#### [Instructions to follow]
Reproduce verbatim the stretch of the court opinion from "Although black males" through "equal protection rights.".

In attempting to identify individuals who fit the description obtained from the victim, the police went to places such as the local colleges and the Job Corps Center where those they sought to interview were more likely to be young. No attempt was made to identify black females at those institutions and no attempt was made to identify black males at those institutions, such as administrators or educators, who were likely to be older. While two older black males who were doing construction work at the Job Corps Center were interviewed and examined, Chandler testified that those conducting the investigation were told by people at the Job Corps Center that all three workers were young. Two young males who had been doing surveyor work in the area of the attack and had reported injuries were interviewed and checked though they were white. These leads were all pursued under circumstances which indicate that in pursuing the assailant the police did not focus exclusively or predominately on race.
The incidents involving class members Brown, Cantave and Gordon, who presented proof of their individual encounters with the police, are also consistent with the claim that the investigation focused on young black males. Though the accounts are credible, and the street stops involving Brown and Cantave extend beyond the investigative methods that Chandler described, there is no proof that this tactic was used in any other instance much less to pursue any black male found in Oneonta.
One instance stands out as having been racially motivated: the action of the unidentified State Trooper in requiring Sheryl Champen-Brown to present identification and show her wrists before boarding a bus. There is no reason, other than race, that Champen-Brown was made to do so. She is a female and was 31 years old. The only physical characteristic that clearly connected her to the description of the assailant was race. Moreover, Champen-Brown testified that of those boarding the bus only African-Americans, including two other women, were made to show identification and their wrists.
Although black males in Oneonta were widely sought for questioning, the proof does not establish an express racial classification as to the members of the class. The bus station incident involving Champen-Brown, though egregious, is insufficient to show that the investigation focused solely or predominantly on the fact that the perpetrator was black while discounting the nonracial elements in the victim's description (see Brown v City of Oneonta, New York, 235 F3d 769, 782 [2d Cir 2000, Calabresi, J., dissenting]). Inasmuch as the character of the investigation as a whole did not create an express racial clas sification, the State is not liable to the class as a whole for violation of equal protection rights.
However, Champen-Brown's individual claim that her right to equal treatment under the law was violated brings a different result. The trooper at the bus station was possessed of state authority and was acting under that authority when he demanded identification and an examination of her wrists as a condition of boarding the bus. Consequently, his action was state action (see Griffin v Maryland, 378 US 130, 135 [1964]). In addition, he acted solely on the basis of Champen-Brown's race, an express racial classification. In the absence of a compelling state interest for the race based classification, the State is liable for a violation of her constitutional rights (see Alevy v Downstate Med. Ctr. of State of N.Y., 39 NY2d 326, 334 [1976] [strict scrutiny of racial classifications]). The State has not attempted to offer any explanation for this conduct and, accordingly, it is liable to Champen-Brown for the trooper's actions.

Dataset excerpts on object pointing
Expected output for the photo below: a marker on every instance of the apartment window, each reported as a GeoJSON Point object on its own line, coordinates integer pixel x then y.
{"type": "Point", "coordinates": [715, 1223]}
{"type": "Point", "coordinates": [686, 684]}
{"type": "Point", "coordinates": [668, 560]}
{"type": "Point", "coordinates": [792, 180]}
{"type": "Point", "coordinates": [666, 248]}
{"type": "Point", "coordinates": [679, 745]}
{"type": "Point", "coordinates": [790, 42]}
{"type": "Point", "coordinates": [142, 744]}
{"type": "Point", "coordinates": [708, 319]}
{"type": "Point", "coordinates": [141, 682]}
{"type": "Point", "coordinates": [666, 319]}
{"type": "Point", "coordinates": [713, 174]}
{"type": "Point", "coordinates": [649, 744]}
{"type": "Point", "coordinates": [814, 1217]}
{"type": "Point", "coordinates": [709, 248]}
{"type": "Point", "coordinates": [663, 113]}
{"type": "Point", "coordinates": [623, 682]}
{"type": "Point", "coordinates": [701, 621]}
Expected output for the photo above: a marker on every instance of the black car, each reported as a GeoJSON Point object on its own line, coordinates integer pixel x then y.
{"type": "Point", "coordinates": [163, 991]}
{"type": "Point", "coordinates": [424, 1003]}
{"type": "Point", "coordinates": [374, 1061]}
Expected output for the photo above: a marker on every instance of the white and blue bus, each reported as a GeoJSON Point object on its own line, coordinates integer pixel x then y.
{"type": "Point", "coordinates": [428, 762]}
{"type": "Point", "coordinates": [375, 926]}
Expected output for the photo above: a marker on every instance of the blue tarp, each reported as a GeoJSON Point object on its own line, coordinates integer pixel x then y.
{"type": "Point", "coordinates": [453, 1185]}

#### [Finished task]
Although black males in Oneonta were widely sought for questioning, the proof does not establish an express racial classification as to the members of the class. The bus station incident involving Champen-Brown, though egregious, is insufficient to show that the investigation focused solely or predominantly on the fact that the perpetrator was black while discounting the nonracial elements in the victim's description (see Brown v City of Oneonta, New York, 235 F3d 769, 782 [2d Cir 2000, Calabresi, J., dissenting]). Inasmuch as the character of the investigation as a whole did not create an express racial clas sification, the State is not liable to the class as a whole for violation of equal protection rights.